# Olive Oil: Shots of



## kyrocera (Oct 13, 2004)

Hey guys,

Recently in order to bulk up my cal intake and get some good fats i been putting olive oil on my eggs/pasta etc...but this morning instead of that I had a shot of olive oil (25ml) and it wasnt as bad as i thought it was gonna be.

Anyone else do this?

Is there such a thing as too much?

Will probably plan on have maybe 2-3 a day.


----------



## ARNIE (Dec 19, 2006)

id use crisp n dry keeps you cut.


----------



## TaintedSoul (May 16, 2007)

I decided to go down the Walnut oil route. basically the same I suppose. Anyway I came up with the great idea that it could replace my one sin at the time and that was Bisto gravy.

Well near the end of day one I felt bloated and pregnant after drenching 3 meals in it. We talking pouring it on. The next day I woke up and started to puke, nothing would stay down and I proceeded to puke every hour or so. Food that came up in the begnning was almost not digested. and the liquid around it was yellow oil like So can only assume it coated the inside too much and nothing was going through. I drank loads of coke to try clean things out and eventually came right late in the evening.

Man I'll never do that again..... Now I just put a tablespoon or two of EVOO in my shake and liquidise it up.


----------



## ARNIE (Dec 19, 2006)

try to inject 50ml with a 1ml syringe, tickles like hell and leaves you with a greasy ar5e.


----------



## colt24 (Aug 24, 2007)

I have it with my chicken meals

and i also have about 3 tablespoons a day.


----------



## ARNIE (Dec 19, 2006)

colt24 said:


> I have it with my chicken meals
> 
> and i also have about 3 tablespoons a day.


 i bet the tablespoons play havoc with your teeth:lol:


----------



## MasterBlaster (Dec 6, 2008)

Na...I drink melted butter... Gives me the strength of 30000 men


----------



## Robbie (Dec 31, 2007)

I have in in my breakfast shake and my pre bed shake. Also with my chicken and rice to keep it moist when microwaving


----------



## dmcc (Nov 25, 2007)

I whack a shot in two shakes a day, can hardly taste it.


----------



## strongasanox (Mar 14, 2008)

ive used it in shakes in the past,,coconut oil is alright in shakes


----------



## MXD (Jan 23, 2008)

I go olive, avacado, hemp, flax with my meals accordingly.

Arnie hope youre joking mate because that crisp and dry is awefull rancid rubbish. Same as the wallnut oil tainted, its all rancid and pro oxidant that stuff messes up your blood lipids and raises your vldl cholesterol.

If you're going to do this guys make sure you use cold processed oils as they are undamaged and good for you.

When you take in these efa's its also good to have some saturated fats with them as it increases the effectiveness of the efa. I have a tea spoon of coconut oil and it works well


----------



## Tall (Aug 14, 2007)

MaxMuscle said:


> Na...I drink melted butter... Gives me the strength of 30000 men


Lol. Are you egyptian?


----------



## MXD (Jan 23, 2008)

Tall said:


> Lol. Are you egyptian?


Lol no, he's allah


----------



## Stork (Jun 21, 2008)

Is olive oil good when you use it in cooking too? I find it's so easy to fry up my couscous/rice to add extra cals.

To do -
**a.** Copy the part of the listing that opens with the line containing "Where can the young" and runs to the end of the listing, with both ends included.
**b.** Pick up the olive oil thread where it stops and continue it.

Material provided -
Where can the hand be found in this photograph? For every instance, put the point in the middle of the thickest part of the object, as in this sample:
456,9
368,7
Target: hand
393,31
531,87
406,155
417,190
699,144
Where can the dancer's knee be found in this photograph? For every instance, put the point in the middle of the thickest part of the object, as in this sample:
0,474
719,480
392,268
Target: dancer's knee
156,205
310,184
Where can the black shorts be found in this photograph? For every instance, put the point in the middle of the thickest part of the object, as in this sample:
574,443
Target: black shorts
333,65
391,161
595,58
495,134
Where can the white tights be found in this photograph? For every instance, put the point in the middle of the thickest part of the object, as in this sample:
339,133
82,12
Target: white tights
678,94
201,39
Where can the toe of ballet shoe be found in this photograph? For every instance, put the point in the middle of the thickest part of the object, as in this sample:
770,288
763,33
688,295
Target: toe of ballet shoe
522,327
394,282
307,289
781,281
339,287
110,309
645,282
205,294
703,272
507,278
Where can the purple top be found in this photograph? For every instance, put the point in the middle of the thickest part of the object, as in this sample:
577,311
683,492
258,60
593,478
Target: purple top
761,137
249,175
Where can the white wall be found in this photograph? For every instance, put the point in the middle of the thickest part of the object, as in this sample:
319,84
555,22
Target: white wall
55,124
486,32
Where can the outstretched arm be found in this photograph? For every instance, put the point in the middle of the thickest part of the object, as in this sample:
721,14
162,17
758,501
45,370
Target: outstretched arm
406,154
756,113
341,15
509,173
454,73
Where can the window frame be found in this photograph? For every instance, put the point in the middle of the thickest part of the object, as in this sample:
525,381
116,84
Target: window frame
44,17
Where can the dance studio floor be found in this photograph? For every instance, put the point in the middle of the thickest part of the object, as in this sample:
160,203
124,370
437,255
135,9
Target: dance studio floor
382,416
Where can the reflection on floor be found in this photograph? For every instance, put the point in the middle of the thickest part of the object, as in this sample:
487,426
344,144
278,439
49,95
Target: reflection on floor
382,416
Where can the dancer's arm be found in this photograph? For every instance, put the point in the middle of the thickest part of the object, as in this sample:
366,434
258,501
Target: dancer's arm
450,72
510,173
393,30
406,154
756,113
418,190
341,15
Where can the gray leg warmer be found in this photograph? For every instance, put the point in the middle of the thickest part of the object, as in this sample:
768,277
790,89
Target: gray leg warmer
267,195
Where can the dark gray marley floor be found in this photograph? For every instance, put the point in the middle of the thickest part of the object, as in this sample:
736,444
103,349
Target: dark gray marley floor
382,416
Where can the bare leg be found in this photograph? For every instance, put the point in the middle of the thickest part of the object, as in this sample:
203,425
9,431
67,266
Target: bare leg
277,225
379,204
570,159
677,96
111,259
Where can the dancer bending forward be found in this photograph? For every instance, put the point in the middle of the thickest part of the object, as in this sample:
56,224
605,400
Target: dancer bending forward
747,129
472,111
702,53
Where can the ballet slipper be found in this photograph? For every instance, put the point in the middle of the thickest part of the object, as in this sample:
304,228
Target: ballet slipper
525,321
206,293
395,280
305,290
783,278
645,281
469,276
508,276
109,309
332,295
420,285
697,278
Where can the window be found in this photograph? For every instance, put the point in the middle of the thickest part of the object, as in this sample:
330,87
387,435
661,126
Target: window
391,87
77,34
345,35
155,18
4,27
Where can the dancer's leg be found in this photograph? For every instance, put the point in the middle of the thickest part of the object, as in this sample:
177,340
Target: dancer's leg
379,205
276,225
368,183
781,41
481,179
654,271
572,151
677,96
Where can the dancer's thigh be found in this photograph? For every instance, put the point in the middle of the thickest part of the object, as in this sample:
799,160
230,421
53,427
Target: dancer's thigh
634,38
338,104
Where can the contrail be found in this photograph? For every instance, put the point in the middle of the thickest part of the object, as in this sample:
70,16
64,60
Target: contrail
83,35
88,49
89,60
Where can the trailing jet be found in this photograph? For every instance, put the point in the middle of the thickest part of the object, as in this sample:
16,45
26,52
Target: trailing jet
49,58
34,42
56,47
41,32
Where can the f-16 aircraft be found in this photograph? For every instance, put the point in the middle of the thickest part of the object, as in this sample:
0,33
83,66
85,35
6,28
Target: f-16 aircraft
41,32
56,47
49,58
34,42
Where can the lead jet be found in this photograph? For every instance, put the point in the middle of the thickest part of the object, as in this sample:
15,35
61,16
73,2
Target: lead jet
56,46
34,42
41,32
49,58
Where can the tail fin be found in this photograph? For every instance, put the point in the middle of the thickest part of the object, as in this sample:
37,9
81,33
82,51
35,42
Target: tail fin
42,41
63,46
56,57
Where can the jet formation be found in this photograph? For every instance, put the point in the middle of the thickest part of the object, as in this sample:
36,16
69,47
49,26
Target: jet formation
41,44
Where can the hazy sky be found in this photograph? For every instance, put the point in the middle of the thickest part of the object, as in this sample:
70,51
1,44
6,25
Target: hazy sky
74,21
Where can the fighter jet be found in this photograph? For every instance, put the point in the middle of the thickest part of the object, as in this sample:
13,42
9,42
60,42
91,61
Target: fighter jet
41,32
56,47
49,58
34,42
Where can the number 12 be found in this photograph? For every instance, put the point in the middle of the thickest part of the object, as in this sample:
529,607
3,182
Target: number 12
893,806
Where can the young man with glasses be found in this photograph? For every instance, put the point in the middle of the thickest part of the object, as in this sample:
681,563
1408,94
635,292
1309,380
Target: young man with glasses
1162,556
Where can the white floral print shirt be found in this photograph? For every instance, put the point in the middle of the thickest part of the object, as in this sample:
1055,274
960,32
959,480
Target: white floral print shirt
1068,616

Answers to the exercises -
**a.**
Where can the young man with glasses be found in this photograph? For every instance, put the point in the middle of the thickest part of the object, as in this sample:
681,563
1408,94
635,292
1309,380
Target: young man with glasses
1162,556
Where can the white floral print shirt be found in this photograph? For every instance, put the point in the middle of the thickest part of the object, as in this sample:
1055,274
960,32
959,480
Target: white floral print shirt
1068,616

**b.**
But I heard that it wasn't as good when heated or something?


----------



## MXD (Jan 23, 2008)

Stork said:


> Is olive oil good when you use it in cooking too? I find it's so easy to fry up my couscous/rice to add extra cals.
> 
> But I heard that it wasn't as good when heated or something?


Only low temp cooking. You can't fry with it.


----------



## Stork (Jun 21, 2008)

MXD said:


> Only low temp cooking. You can't fry with it.


damn, how come?

Should I switch to rapeseed oil or something for frying?


----------



## MXD (Jan 23, 2008)

I'd go with sesamie seed oil. Its got a high level of PUFA's yes but it won't as readily oxidise due to it having some unique anti oxidants. Go for the light stuff as that has usually been cold processed.


----------



## MasterBlaster (Dec 6, 2008)

Tall said:


> Lol. Are you egyptian?


Sorry...It helps me when I have sex 14 times a day with my four wives...

:whistling: :whistling:


----------



## Tall (Aug 14, 2007)

MXD said:


> Only low temp cooking. *You can't fry with it*.





MXD said:


> I'd go with sesamie seed oil. Its got a high level of PUFA's yes but it won't as readily oxidise due to it having some unique anti oxidants. Go for the light stuff as that has usually been cold processed.


Naaah.

I still call balls on that one.

I wouldn't want a smoking pan with olive oil, but the only time I want a smoking pan is when doing fillet of beef.

I'll continue to fry my bacon in either butter or olive oil :thumb:


----------



## itraininthedark (Oct 3, 2007)

MXD said:


> Lol no, he's allah


 :whistling: :whistling: :whistling: :whistling: :whistling: youll have baboo hamza lookin fro you next!


----------



## GHS (Oct 6, 2008)

itraininthedark said:


> :whistling: :whistling: :whistling: :whistling: :whistling: youll have baboo hamza lookin fro you next!


 Oi you bum torchering fool,

Why is my mug shot being used as your avi? :lol:

GHS


----------



## Tall (Aug 14, 2007)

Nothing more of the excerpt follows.